* O que fazer
Com base no trecho sobre a violência na região, responda:
1. Em que ano foi inaugurado o Edifício Paço da Praça?
2. Segundo a Secretaria Municipal de Saúde, quantos fechamentos as 19 unidades da região registraram em janeiro e fevereiro deste ano?
3. Quanto pagam, em média, de mensalidade os alunos do curso de medicina da Faculdade Souza Marques?

O comércio da região também sofre com os impactos da violência. No Edifício Paço da Praça, inaugurado em 2004, o cenário é de fachadas sem letreiros, cadeados nas portas, lojas vazias e placas de “vende-se”. Um lojista denuncia que, com as disputas, a cobrança de taxas pelos milicianos tem ocorrido de forma “desenfreada”.
“Muita gente tem vontade de vender e não consegue. Quando o comprador fica sabendo sobre a situação, perde o interesse em comprar. A violência acaba desvalorizando o bairro. Quem quer morar num lugar onde tem tiro todos os dias, e você nunca sabe a hora que pode entrar ou sair?”, questiona a trabalhadora.
A violência prejudica até o tratamento de saúde dos moradores. De acordo com a Secretaria Municipal de Saúde, em janeiro e fevereiro deste ano, as 19 unidades da região registraram 24 fechamentos.
No Campinho, onde fica o Morro do Fubá, a Faculdade Souza Marques fechou parte de suas unidades devido aos confrontos. Alunos do curso de medicina, que pagam, em média, R$12,6 mil de mensalidade, estão estudando de forma remota e tendo algumas aulas presenciais na unidade da Tijuca. Até a sede da Ordem dos Advogados do Brasil no bairro cancelou as atividades na semana passada para proteger seus funcionários.

[Entradas de dados coletadas]
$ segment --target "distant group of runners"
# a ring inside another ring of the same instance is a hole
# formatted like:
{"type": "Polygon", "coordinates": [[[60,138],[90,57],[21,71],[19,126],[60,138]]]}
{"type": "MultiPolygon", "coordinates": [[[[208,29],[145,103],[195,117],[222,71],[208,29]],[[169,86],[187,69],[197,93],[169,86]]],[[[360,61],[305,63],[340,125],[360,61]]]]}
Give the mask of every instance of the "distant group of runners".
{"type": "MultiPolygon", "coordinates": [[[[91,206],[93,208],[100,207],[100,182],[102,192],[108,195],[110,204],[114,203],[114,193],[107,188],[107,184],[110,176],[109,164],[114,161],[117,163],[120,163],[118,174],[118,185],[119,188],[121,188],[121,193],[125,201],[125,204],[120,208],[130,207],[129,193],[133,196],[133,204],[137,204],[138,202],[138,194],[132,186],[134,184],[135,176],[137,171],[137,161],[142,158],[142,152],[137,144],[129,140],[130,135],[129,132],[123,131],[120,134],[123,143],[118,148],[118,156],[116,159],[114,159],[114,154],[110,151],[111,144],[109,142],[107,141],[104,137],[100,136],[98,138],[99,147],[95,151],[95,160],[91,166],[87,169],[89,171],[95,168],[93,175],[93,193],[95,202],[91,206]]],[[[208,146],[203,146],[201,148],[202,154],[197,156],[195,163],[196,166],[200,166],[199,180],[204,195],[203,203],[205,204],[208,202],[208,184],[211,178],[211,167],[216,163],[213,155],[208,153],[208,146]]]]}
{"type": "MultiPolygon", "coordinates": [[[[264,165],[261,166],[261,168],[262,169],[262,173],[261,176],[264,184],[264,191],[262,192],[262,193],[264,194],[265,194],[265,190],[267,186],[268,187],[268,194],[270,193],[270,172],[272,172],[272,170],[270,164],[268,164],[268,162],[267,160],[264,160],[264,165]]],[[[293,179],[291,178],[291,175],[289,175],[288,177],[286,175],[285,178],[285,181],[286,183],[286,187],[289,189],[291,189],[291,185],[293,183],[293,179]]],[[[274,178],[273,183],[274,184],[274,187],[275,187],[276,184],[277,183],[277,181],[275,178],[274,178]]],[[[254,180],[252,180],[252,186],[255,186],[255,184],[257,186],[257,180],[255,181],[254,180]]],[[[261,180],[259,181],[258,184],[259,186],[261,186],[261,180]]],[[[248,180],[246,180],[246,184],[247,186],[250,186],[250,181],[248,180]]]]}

* Resposta do exercício
1. Em 2004.
2. 24 fechamentos.
3. R$12,6 mil.